▶ _Given passage_
Social Justice Session: Place and Space

During our Friday sessions, some of our time has been set aside to discuss issues of social justice. Each of us will have the opportunity to lead the conversation on a matter that’s important to us, and Chloe continued the series by sharing about Place and Space.  


Place and Space

“How could our hearts be large enough for heaven if they are not large enough for earth?” – Scott Russell Sanders

Close your eyes and think of your favorite place besides your home in a town, city, or village that you’ve spent a lot of time in.

Open your eyes and reflect on the place you chose. Why did you choose it? Do you have a memory or memories associated with that place? What makes that place comforting, exciting, or necessary to you?

When geographers talk about “place,” they aren’t just talking about a physical location. In fact, there are three fundamental aspects that create a “place.” First, there is the fixed, objective aspect of place: it is a location that can be found on a map. Second, there is the “locale” of place. Locale refers to both the materials that make up the place whether that be bricks and mortar or grass and swing-sets as well as the history of the place.  And finally there is the “sense” of place: the subjective, emotional, and personal attachment that individuals have for that place. Place is a meaningful location formed through ritual and routine. It is the local library down the road or the grassy public park behind the school. Space, on the other hand, is an undefined area without these layers of personal and shared meaning.

When we think about “environmental issues,” sometimes our minds go straight to Nature, or the idea of wild animals living in far-away lands untouched by humans.  When we think about Creation Care, we might think about protecting endangered species or national parks. It isn’t about people.

In his essay “Buckeye,” Scott Russell Sanders describes his childhood home in rural Ohio, now scarred and polluted. Grieving for the destruction of this place he loves, Sanders says:

“We had no shared lore, no literature, no art to root us there, to give us courage, to help us stand our ground. The only maps we had were those issued by the state, showing a maze of numbered lines stretched over emptiness. The Ohio landscape never showed up on postcards or posters, never unfurled like tapestry in films, rarely filled even a paragraph in books.”

This destruction of places is deeply connected to our nation’s racist history. White settlers, for example, saw this land as empty space, while the Native Americans that already lived here saw the land as a place, full of memory and meaning. What might be empty space for us, might be a sacred place for someone else.

The way that we see place and space has everything to do with the racism and ecological devastation built into our system. The theologian and pastor, Dr. Willie Jennings describes in his lecture “The Origin of Race,” the relationship between race and place, and he reveals the Church’s involvement in creating the current system of injustice. Sanctioned by the Church, White settlers forcibly displaced both Native Americans and the Africans that were brought to the Americas as slaves, violently separating them from the places that were steeped in generations of meaning and cultural identity. Jennings says this trauma has become a part of the land itself as well as generational trauma of those peoples. And he reveals what our role can be in addressing this injustice and generational trauma.

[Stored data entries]
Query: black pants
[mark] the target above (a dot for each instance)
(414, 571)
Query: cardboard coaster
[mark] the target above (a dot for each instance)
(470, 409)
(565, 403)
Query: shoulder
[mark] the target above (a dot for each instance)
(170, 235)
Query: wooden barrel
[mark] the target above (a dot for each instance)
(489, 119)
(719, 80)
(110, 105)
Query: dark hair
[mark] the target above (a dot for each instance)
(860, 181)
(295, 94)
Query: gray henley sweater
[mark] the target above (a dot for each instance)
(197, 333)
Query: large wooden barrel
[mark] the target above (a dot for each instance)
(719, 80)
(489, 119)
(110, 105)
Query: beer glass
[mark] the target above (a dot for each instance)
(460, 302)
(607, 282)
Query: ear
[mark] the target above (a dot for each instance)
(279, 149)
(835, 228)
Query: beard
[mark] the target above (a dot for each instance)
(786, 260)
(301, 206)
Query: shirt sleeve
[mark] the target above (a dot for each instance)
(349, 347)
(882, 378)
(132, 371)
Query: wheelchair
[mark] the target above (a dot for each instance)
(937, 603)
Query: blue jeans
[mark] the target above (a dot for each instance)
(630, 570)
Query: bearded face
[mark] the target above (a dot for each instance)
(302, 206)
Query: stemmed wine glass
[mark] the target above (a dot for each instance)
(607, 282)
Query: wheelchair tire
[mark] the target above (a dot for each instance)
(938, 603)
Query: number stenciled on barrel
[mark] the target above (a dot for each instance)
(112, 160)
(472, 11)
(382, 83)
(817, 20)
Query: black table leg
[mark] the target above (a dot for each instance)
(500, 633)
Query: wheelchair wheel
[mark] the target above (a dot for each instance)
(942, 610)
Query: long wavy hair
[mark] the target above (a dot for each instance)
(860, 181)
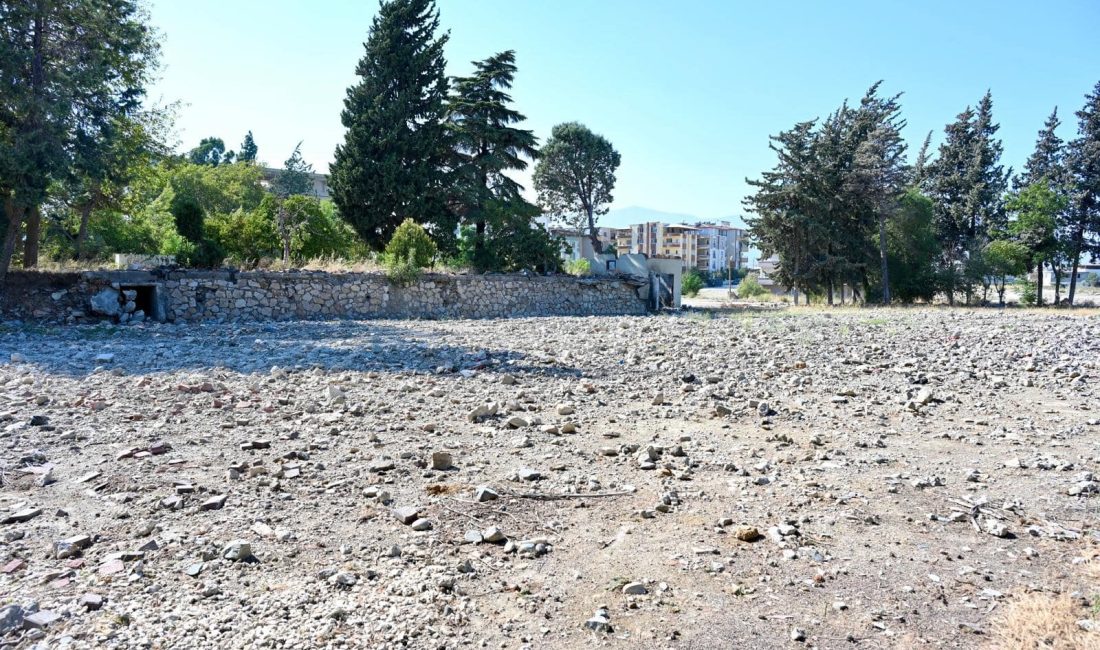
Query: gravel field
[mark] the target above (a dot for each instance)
(739, 478)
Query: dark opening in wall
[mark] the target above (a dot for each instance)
(145, 299)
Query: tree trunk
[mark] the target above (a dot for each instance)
(81, 235)
(882, 254)
(14, 216)
(1038, 284)
(33, 230)
(1078, 241)
(1056, 275)
(596, 248)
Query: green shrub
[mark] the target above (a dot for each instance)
(750, 287)
(579, 267)
(408, 252)
(691, 284)
(1026, 292)
(187, 213)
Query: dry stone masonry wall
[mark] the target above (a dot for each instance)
(230, 296)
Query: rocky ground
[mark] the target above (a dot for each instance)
(867, 478)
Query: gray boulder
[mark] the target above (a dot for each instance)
(106, 303)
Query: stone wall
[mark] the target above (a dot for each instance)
(199, 296)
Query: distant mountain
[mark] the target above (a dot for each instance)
(624, 217)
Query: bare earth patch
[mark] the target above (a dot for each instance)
(848, 478)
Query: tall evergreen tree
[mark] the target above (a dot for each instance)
(68, 70)
(391, 165)
(967, 186)
(575, 176)
(782, 221)
(249, 150)
(210, 151)
(1084, 222)
(487, 146)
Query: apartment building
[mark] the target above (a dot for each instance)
(721, 246)
(705, 246)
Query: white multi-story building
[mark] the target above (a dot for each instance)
(719, 246)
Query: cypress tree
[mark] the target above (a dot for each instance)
(1085, 168)
(486, 145)
(391, 164)
(249, 150)
(1046, 161)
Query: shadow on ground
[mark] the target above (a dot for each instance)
(256, 348)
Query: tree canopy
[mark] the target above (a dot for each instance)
(391, 165)
(574, 177)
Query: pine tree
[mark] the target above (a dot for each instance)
(249, 150)
(69, 72)
(391, 164)
(879, 173)
(295, 178)
(575, 176)
(967, 185)
(782, 221)
(1047, 165)
(486, 146)
(1084, 222)
(921, 166)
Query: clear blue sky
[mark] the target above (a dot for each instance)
(688, 90)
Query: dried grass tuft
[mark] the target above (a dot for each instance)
(1043, 621)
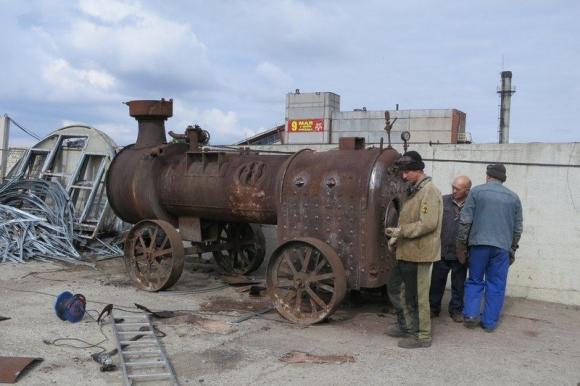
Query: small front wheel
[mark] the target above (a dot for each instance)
(306, 280)
(154, 255)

▶ _Task directions_
From the passage on place and space, pull out word for word the part that opens with the words containing "Close your eyes" and closes with "necessary to you?".

▶ _Output for this exercise_
Close your eyes and think of your favorite place besides your home in a town, city, or village that you’ve spent a lot of time in.

Open your eyes and reflect on the place you chose. Why did you choose it? Do you have a memory or memories associated with that place? What makes that place comforting, exciting, or necessary to you?